Work required
Could you render the lines below as a JSON list of strings, with one string per line and every blank line left out?

(Data records)
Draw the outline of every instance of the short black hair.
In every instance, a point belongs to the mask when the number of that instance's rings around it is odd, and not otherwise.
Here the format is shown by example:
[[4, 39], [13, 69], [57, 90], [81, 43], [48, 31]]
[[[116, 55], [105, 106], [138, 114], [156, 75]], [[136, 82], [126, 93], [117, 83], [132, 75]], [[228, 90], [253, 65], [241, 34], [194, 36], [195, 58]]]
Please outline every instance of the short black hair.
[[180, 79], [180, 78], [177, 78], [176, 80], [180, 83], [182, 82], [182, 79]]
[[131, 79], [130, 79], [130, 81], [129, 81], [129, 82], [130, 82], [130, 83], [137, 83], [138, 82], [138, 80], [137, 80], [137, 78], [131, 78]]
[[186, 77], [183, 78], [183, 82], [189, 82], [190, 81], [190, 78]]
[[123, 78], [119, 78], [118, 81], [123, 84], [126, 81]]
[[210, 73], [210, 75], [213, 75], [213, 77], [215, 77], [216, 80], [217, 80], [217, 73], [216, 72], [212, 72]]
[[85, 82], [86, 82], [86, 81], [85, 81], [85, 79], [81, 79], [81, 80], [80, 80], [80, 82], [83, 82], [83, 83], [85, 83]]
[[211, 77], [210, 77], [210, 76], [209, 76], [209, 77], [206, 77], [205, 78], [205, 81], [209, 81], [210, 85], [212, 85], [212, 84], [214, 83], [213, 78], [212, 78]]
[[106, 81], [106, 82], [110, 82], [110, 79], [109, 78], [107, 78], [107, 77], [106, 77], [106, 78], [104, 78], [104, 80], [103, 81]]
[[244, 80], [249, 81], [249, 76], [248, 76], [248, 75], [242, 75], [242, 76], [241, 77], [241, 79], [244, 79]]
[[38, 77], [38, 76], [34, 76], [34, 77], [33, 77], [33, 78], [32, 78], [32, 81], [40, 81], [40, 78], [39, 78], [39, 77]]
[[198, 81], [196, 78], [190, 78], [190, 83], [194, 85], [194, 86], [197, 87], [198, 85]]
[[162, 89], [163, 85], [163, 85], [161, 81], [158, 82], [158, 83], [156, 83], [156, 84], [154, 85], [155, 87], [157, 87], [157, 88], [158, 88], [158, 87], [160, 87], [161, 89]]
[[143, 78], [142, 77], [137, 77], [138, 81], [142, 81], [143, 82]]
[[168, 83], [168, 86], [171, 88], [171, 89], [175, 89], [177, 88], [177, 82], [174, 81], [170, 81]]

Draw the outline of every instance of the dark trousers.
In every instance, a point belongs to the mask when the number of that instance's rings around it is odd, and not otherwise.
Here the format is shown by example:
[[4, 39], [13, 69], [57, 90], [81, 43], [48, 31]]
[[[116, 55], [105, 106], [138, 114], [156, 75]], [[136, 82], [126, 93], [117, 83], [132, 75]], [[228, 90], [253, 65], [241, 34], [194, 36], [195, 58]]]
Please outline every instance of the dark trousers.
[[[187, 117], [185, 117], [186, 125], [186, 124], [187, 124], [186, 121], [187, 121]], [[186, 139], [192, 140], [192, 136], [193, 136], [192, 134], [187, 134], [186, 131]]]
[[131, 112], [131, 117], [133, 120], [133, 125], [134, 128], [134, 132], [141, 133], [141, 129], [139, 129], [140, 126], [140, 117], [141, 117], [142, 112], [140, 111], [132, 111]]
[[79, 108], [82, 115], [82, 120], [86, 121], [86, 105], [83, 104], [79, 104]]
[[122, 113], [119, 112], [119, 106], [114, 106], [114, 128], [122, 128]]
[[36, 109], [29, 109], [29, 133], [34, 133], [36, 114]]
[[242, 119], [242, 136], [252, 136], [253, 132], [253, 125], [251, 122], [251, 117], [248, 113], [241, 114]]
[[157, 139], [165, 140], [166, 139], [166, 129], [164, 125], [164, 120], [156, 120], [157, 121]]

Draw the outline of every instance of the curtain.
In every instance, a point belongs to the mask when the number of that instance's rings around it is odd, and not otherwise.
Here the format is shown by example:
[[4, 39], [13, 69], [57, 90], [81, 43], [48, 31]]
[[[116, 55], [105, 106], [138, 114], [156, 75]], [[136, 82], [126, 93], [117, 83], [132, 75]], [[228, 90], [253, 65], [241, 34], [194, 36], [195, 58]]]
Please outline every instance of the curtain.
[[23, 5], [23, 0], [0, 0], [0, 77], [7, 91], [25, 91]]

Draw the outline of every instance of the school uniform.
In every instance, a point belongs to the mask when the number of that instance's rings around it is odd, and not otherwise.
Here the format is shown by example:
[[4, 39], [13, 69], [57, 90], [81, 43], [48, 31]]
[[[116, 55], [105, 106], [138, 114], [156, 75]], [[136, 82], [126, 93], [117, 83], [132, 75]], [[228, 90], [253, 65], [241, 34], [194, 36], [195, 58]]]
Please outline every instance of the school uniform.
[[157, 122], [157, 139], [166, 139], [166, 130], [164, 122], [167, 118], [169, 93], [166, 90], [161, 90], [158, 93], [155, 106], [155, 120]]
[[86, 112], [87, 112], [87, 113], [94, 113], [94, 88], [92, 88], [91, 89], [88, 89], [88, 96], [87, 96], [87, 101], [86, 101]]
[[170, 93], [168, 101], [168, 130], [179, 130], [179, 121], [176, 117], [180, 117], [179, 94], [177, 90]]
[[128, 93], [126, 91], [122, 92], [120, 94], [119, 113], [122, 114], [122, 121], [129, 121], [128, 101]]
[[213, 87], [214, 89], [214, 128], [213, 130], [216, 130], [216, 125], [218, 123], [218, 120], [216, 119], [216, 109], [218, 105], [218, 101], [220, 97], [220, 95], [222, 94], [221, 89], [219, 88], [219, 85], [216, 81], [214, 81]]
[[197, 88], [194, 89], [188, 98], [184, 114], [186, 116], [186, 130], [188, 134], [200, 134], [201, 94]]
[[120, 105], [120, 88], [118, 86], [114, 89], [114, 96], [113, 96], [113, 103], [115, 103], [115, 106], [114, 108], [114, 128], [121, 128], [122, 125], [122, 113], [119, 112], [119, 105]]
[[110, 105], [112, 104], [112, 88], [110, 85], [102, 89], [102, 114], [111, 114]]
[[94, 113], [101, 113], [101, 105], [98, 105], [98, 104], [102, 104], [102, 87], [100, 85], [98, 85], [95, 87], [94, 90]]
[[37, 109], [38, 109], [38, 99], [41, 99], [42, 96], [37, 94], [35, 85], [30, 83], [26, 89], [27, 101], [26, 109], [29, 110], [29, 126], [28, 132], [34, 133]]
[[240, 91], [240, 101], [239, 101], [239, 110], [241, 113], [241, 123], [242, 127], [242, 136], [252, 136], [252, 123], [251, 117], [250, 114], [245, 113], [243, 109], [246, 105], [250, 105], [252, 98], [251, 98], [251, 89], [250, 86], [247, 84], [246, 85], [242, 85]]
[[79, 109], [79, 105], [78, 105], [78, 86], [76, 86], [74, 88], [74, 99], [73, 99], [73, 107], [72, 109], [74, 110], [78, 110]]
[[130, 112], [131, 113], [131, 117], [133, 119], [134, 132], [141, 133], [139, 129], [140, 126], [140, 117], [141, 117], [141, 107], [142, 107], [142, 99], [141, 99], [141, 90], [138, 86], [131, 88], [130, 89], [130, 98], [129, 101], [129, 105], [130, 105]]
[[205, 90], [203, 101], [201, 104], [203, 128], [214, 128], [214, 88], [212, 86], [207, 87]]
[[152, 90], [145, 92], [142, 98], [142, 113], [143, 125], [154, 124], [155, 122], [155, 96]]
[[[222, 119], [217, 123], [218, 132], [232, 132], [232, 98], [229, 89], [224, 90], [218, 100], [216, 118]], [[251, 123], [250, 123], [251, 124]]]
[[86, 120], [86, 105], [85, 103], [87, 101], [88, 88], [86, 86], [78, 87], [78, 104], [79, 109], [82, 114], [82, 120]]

Reply to the task
[
  "Draw the outline of every instance of the short black hair.",
  "In every instance, a point belongs to the mask when the number of that instance's rings around it is odd, and not otherwise.",
  "Here the format is shown by example:",
  "[[4, 39], [13, 69], [57, 90], [81, 43], [48, 31]]",
  "[[[116, 55], [105, 106], [138, 114], [156, 75]], [[136, 82], [126, 93], [117, 83], [132, 75]], [[228, 90], [253, 65], [241, 34], [194, 36], [195, 58]]]",
  "Please outline every instance of the short black hair.",
  "[[180, 79], [180, 78], [177, 78], [176, 80], [180, 83], [182, 82], [182, 79]]",
  "[[131, 79], [130, 79], [130, 81], [129, 81], [129, 82], [130, 82], [130, 83], [137, 83], [138, 82], [138, 80], [137, 80], [137, 78], [131, 78]]",
  "[[186, 77], [183, 78], [183, 82], [189, 82], [190, 81], [190, 78]]",
  "[[123, 78], [119, 78], [118, 81], [123, 84], [126, 81]]",
  "[[210, 73], [210, 75], [213, 75], [213, 77], [215, 77], [216, 80], [217, 80], [217, 73], [216, 72], [212, 72]]",
  "[[85, 82], [86, 82], [86, 81], [85, 81], [85, 79], [81, 79], [81, 80], [80, 80], [80, 82], [83, 82], [83, 83], [85, 83]]",
  "[[211, 77], [210, 77], [210, 76], [209, 76], [209, 77], [206, 77], [205, 78], [205, 81], [209, 81], [210, 85], [212, 85], [212, 84], [214, 83], [213, 78], [212, 78]]",
  "[[106, 81], [106, 82], [110, 82], [110, 79], [109, 78], [107, 78], [107, 77], [106, 77], [106, 78], [104, 78], [104, 80], [103, 81]]",
  "[[244, 80], [249, 81], [249, 76], [248, 76], [248, 75], [242, 75], [242, 76], [241, 77], [241, 79], [244, 79]]",
  "[[38, 77], [38, 76], [34, 76], [34, 77], [33, 77], [33, 78], [32, 78], [32, 81], [40, 81], [40, 78], [39, 78], [39, 77]]",
  "[[198, 81], [196, 78], [190, 78], [190, 83], [194, 85], [194, 86], [197, 87], [198, 85]]",
  "[[162, 89], [163, 85], [163, 85], [161, 81], [158, 82], [158, 83], [156, 83], [156, 84], [154, 85], [155, 87], [157, 87], [157, 88], [158, 88], [158, 87], [160, 87], [161, 89]]",
  "[[143, 78], [142, 77], [137, 77], [138, 81], [142, 81], [143, 82]]",
  "[[168, 83], [168, 86], [171, 88], [171, 89], [175, 89], [177, 88], [177, 82], [174, 81], [170, 81]]",
  "Draw the outline of every instance of the dark trousers.",
  "In every instance, a point belongs to the mask when the number of that instance's rings around it is odd, and not otherwise.",
  "Here the format is shown by example:",
  "[[4, 39], [13, 69], [57, 90], [81, 43], [48, 31]]",
  "[[[116, 55], [105, 106], [138, 114], [156, 75]], [[136, 82], [126, 93], [117, 83], [132, 75]], [[228, 90], [253, 65], [241, 34], [194, 36], [195, 58]]]",
  "Please outline every instance of the dark trousers.",
  "[[[187, 117], [185, 117], [186, 125], [186, 124], [187, 124], [186, 121], [187, 121]], [[186, 139], [192, 140], [192, 136], [193, 136], [192, 134], [187, 134], [186, 131]]]",
  "[[131, 112], [131, 117], [133, 120], [133, 125], [134, 128], [134, 132], [141, 133], [141, 129], [139, 129], [140, 126], [140, 117], [141, 117], [142, 112], [140, 111], [132, 111]]",
  "[[79, 108], [82, 115], [82, 120], [86, 121], [86, 105], [83, 104], [79, 104]]",
  "[[122, 113], [119, 112], [119, 106], [114, 106], [114, 128], [122, 128]]",
  "[[36, 109], [29, 109], [29, 133], [34, 133], [36, 114]]",
  "[[242, 119], [242, 136], [252, 136], [253, 132], [253, 125], [251, 122], [251, 117], [248, 113], [241, 114]]",
  "[[157, 139], [165, 140], [166, 139], [166, 129], [164, 125], [164, 120], [156, 120], [157, 121]]",
  "Draw the outline of every instance of the curtain.",
  "In every instance, a point belongs to the mask when the number of that instance's rings around it is odd, and not otherwise.",
  "Here the format is shown by example:",
  "[[4, 39], [13, 69], [57, 90], [81, 43], [48, 31]]",
  "[[[116, 55], [105, 106], [138, 114], [156, 75]], [[136, 82], [126, 93], [117, 83], [132, 75]], [[228, 90], [253, 65], [241, 34], [194, 36], [195, 58]]]",
  "Please outline every instance of the curtain.",
  "[[23, 5], [23, 0], [0, 0], [0, 77], [7, 91], [25, 91]]",
  "Draw the outline of every instance of the school uniform.",
  "In every instance, a point belongs to the mask when the number of that instance's rings around it is odd, and not otherwise.",
  "Here the format is shown by example:",
  "[[4, 39], [13, 69], [57, 90], [81, 43], [48, 31]]",
  "[[[116, 55], [105, 106], [138, 114], [156, 75]], [[136, 82], [126, 93], [117, 83], [132, 75]], [[228, 90], [253, 65], [241, 34], [194, 36], [195, 58]]]",
  "Please outline every instance of the school uniform.",
  "[[157, 122], [157, 139], [166, 139], [166, 130], [164, 122], [167, 118], [169, 93], [166, 90], [161, 90], [158, 93], [155, 106], [155, 120]]",
  "[[86, 112], [87, 112], [87, 113], [94, 113], [94, 88], [92, 88], [91, 89], [88, 89], [88, 96], [87, 96], [87, 101], [86, 101]]",
  "[[170, 93], [168, 101], [168, 130], [179, 130], [179, 121], [176, 117], [180, 117], [179, 94], [177, 90]]",
  "[[128, 93], [126, 91], [122, 92], [120, 94], [119, 113], [122, 114], [122, 121], [129, 121], [128, 101]]",
  "[[213, 87], [214, 89], [214, 128], [213, 130], [216, 130], [216, 125], [218, 123], [218, 120], [216, 119], [216, 109], [218, 105], [218, 101], [220, 97], [220, 95], [222, 94], [221, 89], [219, 88], [219, 85], [216, 81], [214, 81]]",
  "[[197, 88], [194, 89], [188, 98], [184, 114], [186, 116], [186, 130], [188, 134], [200, 134], [201, 94]]",
  "[[120, 105], [120, 88], [118, 86], [114, 89], [114, 96], [113, 96], [113, 103], [115, 103], [115, 106], [114, 108], [114, 128], [121, 128], [122, 125], [122, 113], [119, 112], [119, 105]]",
  "[[110, 105], [112, 104], [112, 88], [110, 85], [102, 89], [102, 114], [111, 114]]",
  "[[94, 113], [101, 113], [101, 105], [98, 105], [98, 104], [102, 104], [102, 87], [100, 85], [98, 85], [95, 87], [94, 90]]",
  "[[37, 109], [38, 109], [38, 99], [41, 99], [42, 96], [37, 94], [35, 85], [30, 83], [26, 89], [27, 101], [26, 109], [29, 110], [29, 126], [28, 132], [34, 133]]",
  "[[240, 91], [240, 101], [239, 101], [239, 110], [241, 113], [241, 123], [242, 127], [242, 136], [252, 136], [252, 123], [251, 117], [250, 114], [245, 113], [243, 109], [246, 105], [250, 105], [252, 98], [251, 98], [251, 89], [250, 86], [247, 84], [246, 85], [242, 85]]",
  "[[79, 109], [79, 105], [78, 105], [78, 86], [76, 86], [74, 88], [74, 99], [73, 99], [73, 107], [72, 109], [74, 110], [78, 110]]",
  "[[130, 112], [131, 113], [131, 117], [133, 119], [134, 132], [141, 133], [139, 129], [140, 126], [140, 117], [141, 117], [141, 107], [142, 107], [142, 99], [141, 99], [141, 90], [138, 86], [131, 88], [130, 89], [130, 98], [129, 101], [129, 105], [130, 105]]",
  "[[205, 90], [203, 101], [201, 104], [203, 128], [214, 128], [214, 88], [212, 86], [207, 87]]",
  "[[152, 90], [145, 92], [142, 98], [142, 113], [143, 125], [154, 124], [155, 122], [155, 96]]",
  "[[[222, 119], [217, 123], [218, 132], [232, 132], [232, 98], [229, 89], [224, 90], [218, 100], [216, 118]], [[251, 123], [250, 123], [251, 124]]]",
  "[[86, 120], [86, 105], [85, 103], [87, 101], [88, 88], [86, 86], [78, 87], [78, 104], [79, 109], [82, 114], [82, 120]]"
]